TEXT FOR ANALYSIS:
Start of Block

Imagine that you’re a resident of, say, Massachusetts, and you decide to bring your spouse down to D.C. for a long weekend of visiting monuments and museums. Now imagine that when you get to D.C., you’re suddenly no longer married, because D.C. refuses to recognize your Massachusetts marriage. Just like that, you’ve lost all the legal protections that being married brings. Heaven forbid that while you’re here visiting, your spouse is hit by a Tourmobile and seriously injured. She’s rushed to a D.C. hospital, where she’s placed in intensive care. And then you find out that only spouses and other immediate family members are permitted to visit patients in the ICU, so you are denied access to your loved one at this moment of great need.
Or imagine that you and your spouse have moved to D.C. from Massachusetts so that you can take a job with a K Street lobbying firm. When you try to enroll your spouse in your employer’s health insurance plan, you’re denied spousal coverage because your marriage isn’t recognized in D.C.
Sound farfetched? Hardly.
Until last week’s unanimous vote by the D.C. Council paved the way for D.C. to recognize the marriages of same-sex couples lawfully entered into in other jurisdictions, suddenly becoming “unmarried” when stepping across the borders into D.C. was a harsh reality for same-sex couples who have been legally married elsewhere. Is this any way to run a country?
We don’t think the Framers of our Constitution thought so. Article IV, Section 1 of the Constitution requires that:
Full Faith and Credit shall be given in each State to the public Acts, Records, and judicial Proceedings of every other state.
While some commentators believe that interstate marriage recognition may be less a function of constitutionally-mandated “full faith and credit” than of principles of “comity” or “choice of law,” the decision of the D.C. Council is certainly consistent with the nation-unifying policy that animates the Full Faith and Credit Clause.

End of Block

THE TASK:
Please extend the text on D.C. recognizing same-sex marriages from other jurisdictions, starting after its final sentence.

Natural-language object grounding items

Start of Block

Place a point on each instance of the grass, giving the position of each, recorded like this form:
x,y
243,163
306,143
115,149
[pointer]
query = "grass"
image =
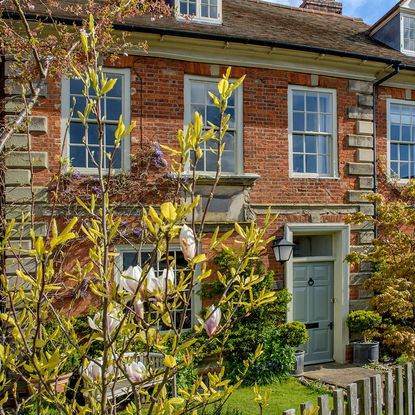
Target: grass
x,y
285,395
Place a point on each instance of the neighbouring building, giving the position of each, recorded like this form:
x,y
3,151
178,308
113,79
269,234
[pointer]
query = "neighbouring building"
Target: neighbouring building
x,y
327,110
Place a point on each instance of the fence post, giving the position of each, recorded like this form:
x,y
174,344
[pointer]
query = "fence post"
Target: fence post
x,y
338,402
399,391
409,405
388,393
352,402
305,406
377,398
323,405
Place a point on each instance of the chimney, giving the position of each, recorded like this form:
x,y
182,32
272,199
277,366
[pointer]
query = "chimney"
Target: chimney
x,y
330,6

End of Block

RESULT:
Under our system of federalism, the states have agreed to give up some of their own sovereignty in order to form a single, unified nation. This result is, in part, effectuated by the Full Faith and Credit Clause. As the Supreme Court has stated, “The very purpose of the full faith and credit clause was to alter the status of the several states as independent foreign sovereignties, each free to ignore obligations created under the laws or by the judicial proceedings of the others, and to make them integral parts of a single nation . . . “ As Justice William O. Douglas put it, the Constitution “in no small measure brings separate sovereign states into an integrated whole through the medium of the Full Faith and Credit Clause.”
Under the principles that undergird the Full Faith and Credit Clause, couples who are legally married in one state have every right to expect their relationship to be recognized everywhere else in this country. The D.C. Council is to be applauded for ending the game of “now you’re married, now you’re not,” and for doing its part to ensure that same-sex couples legally married elsewhere can expect to have their marriages recognized in our nation’s capital, whether they move here or, like so many thousands of others this time of year, are just visiting to enjoy the Cherry Blossoms.
Originally posted at Text & History. Hannah McCrea is proud to work for the Constitutional Accountability Center (CAC), a law firm and think tank dedicated to demonstrating how the Constitution upholds progressive outcomes.



2 Comments




So, when Barack Obama says he thinks this is a matter for the states, does that mean he’ll tell Nancy Pelosi to keep meddlesome interference in the DC Council’s plan off the House floor? And will Harry Reid do the same in the Senate?
Because the only pathway into meddling in DC Council-passed laws is through the power of the purse, and recognizing marriages performed elsewhere doesn’t cost the District of Columbia anything. Therefore, there’s no way to meddle.
I’ve lived in Maryland since 1961. I’ve been watching DC politics for the last 35 years. I’m always appalled at the way the (mostly Republican) Congressional oversight panel has ignored the wishes of the residents.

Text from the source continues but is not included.